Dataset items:

----------------------------------------

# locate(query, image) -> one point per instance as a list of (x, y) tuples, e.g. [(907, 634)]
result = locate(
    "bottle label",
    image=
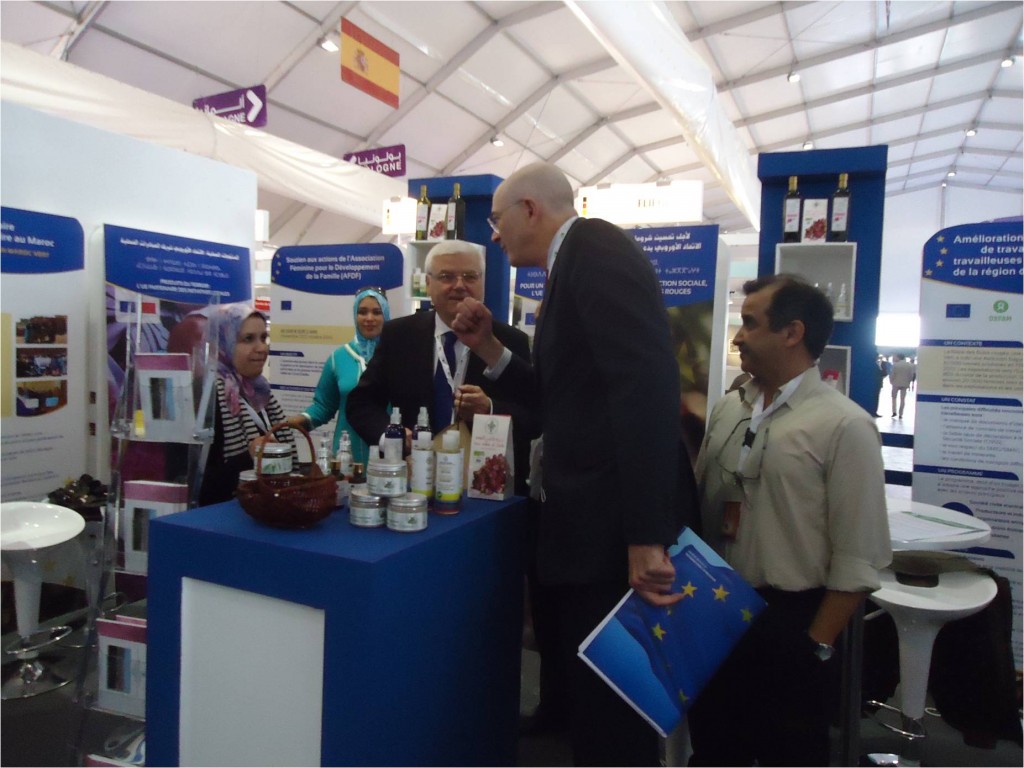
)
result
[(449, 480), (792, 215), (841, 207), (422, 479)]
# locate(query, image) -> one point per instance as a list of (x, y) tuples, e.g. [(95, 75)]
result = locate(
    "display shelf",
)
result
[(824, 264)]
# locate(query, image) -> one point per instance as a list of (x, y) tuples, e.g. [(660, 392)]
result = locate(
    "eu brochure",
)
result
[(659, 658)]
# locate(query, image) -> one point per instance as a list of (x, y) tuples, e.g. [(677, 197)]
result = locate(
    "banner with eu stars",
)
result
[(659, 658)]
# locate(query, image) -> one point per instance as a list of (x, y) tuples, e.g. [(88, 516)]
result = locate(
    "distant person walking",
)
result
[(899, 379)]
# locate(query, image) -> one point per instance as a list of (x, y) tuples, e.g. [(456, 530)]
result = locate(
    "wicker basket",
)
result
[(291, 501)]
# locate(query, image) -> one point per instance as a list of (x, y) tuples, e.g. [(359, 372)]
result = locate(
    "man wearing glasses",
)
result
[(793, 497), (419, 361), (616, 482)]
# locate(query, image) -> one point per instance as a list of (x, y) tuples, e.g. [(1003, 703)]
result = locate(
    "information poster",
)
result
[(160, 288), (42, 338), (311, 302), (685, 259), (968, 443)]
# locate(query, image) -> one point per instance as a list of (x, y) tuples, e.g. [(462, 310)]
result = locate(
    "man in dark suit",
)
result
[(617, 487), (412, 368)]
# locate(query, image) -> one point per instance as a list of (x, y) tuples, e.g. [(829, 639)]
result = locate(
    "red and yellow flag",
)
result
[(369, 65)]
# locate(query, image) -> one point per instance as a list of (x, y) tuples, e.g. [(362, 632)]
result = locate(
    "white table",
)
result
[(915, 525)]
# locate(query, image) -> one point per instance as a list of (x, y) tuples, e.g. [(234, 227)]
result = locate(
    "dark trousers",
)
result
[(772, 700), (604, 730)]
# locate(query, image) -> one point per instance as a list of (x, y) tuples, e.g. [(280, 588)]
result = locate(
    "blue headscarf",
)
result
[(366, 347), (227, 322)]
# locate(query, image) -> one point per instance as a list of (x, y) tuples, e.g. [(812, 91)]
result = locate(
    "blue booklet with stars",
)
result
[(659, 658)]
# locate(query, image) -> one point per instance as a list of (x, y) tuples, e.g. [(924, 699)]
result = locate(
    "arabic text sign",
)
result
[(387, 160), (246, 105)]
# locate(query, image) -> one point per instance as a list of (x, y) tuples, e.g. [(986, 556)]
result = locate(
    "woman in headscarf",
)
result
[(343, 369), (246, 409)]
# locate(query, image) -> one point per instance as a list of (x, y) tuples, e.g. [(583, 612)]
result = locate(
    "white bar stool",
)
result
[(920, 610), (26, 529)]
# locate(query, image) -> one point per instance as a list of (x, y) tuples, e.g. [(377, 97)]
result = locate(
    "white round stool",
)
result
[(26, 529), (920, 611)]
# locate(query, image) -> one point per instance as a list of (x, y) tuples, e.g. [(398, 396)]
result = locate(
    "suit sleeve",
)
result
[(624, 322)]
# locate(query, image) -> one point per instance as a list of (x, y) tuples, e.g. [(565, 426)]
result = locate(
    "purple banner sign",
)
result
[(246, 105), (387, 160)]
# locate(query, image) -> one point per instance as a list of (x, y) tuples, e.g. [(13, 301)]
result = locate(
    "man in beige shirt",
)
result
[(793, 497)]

----------------------------------------

Your job is to transcribe the entries above exactly; skip the pictures.

# locate(query, image) -> one point per instance as a list of (x, y) tuples, e.g. [(907, 634)]
result = locate(
    "bottle label",
    image=
)
result
[(449, 480), (792, 215), (841, 207), (422, 479)]
# locate(query, image) -> one point per instance as a list of (x, y) tuples, e.g. [(95, 75)]
result = locate(
    "display shelf",
)
result
[(824, 264)]
# locate(query, image) -> one point per instance as a list of (x, y) tuples, e.g. [(660, 392)]
result = locate(
    "eu brochure",
)
result
[(659, 658)]
# locate(query, image) -> one point per instance as a list of (x, y) tuples, e.g. [(677, 197)]
result = locate(
    "banner with eu stars",
)
result
[(659, 658)]
# locate(query, image) -> one point per instance as a list of (x, y) tuples, e.g. [(88, 516)]
result = locate(
    "distant person walking",
)
result
[(899, 379)]
# locate(query, image) -> one point per instance as a list of (x, y) tuples, e.g. [(456, 530)]
result = locate(
    "wicker basket",
)
result
[(291, 501)]
# locate(query, image) -> one point per instance as a list of (x, y) tuples, e.g. [(359, 372)]
result = locate(
    "man wearing glasses",
)
result
[(793, 497), (419, 361), (616, 482)]
# locate(query, image) -> one point per instance as a list of (x, y) tuples, e.g. [(1003, 703)]
result = locate(
    "information poster",
)
result
[(160, 288), (42, 338), (311, 302), (685, 259), (968, 443)]
# locate(query, image) -> one point per instance as a list of (x, y) tuples, e.g. [(462, 310)]
result = locate(
    "man in dark suit",
)
result
[(617, 487), (412, 368)]
# locate(query, image) -> one point per instance as a list of (x, y) tuples, e.g. [(829, 639)]
result = locate(
    "red and yellow flag",
)
result
[(369, 65)]
# locate(query, image) -> one point per instance as a list of (x, y) tuples, e.g. [(362, 632)]
result = locate(
    "white table",
)
result
[(915, 525)]
# locate(query, image) -> one point per instance as a list of (x, y) tuples, e.g. [(234, 227)]
result = locate(
    "dark trousers",
)
result
[(772, 700), (604, 730)]
# locate(query, image) -> one point per instance as a list of (x, y) tuples, e.g. [(280, 588)]
result = locate(
    "blue headscarf",
)
result
[(366, 347), (227, 322)]
# locate(query, image) -> one point per instance as a list of (x, y) tuples, e.g. [(812, 91)]
result = locate(
    "blue booklet with stars",
)
result
[(659, 658)]
# locate(query, image) -> one point per instance as a list of (x, y) tuples, e.g. [(924, 699)]
result = locate(
    "arabic text sign",
)
result
[(387, 160), (246, 105)]
# locate(query, image) -> one point per instance as a list of (x, y) tuples, e.g. [(986, 556)]
result = locate(
    "woman in headscarf",
)
result
[(343, 369), (246, 409)]
# locate(query, image) -> one point per instance as a list of (x, y) tuples, e.g. [(583, 612)]
result = locate(
    "white bar stool",
)
result
[(920, 610), (26, 529)]
# locate(query, image) -> one point per instance as a list of (x, y) tuples, e.g. [(377, 97)]
result = locate(
    "white round stool",
)
result
[(26, 529), (920, 611)]
# locate(query, image) -> one point per instance as a list of (x, y) tuples, e.g. [(398, 396)]
result = locate(
    "suit sleeve",
)
result
[(624, 322)]
# locate(query, image) -> one point per instance as a list of (x, y) tuples, e.g. [(565, 426)]
result = locate(
    "purple banner sign",
)
result
[(246, 105), (387, 160)]
# locate(query, image) -> one point per instance as a list of (x, y) tuples, e.g. [(13, 301)]
result = locate(
    "man in beige shirt",
)
result
[(793, 497)]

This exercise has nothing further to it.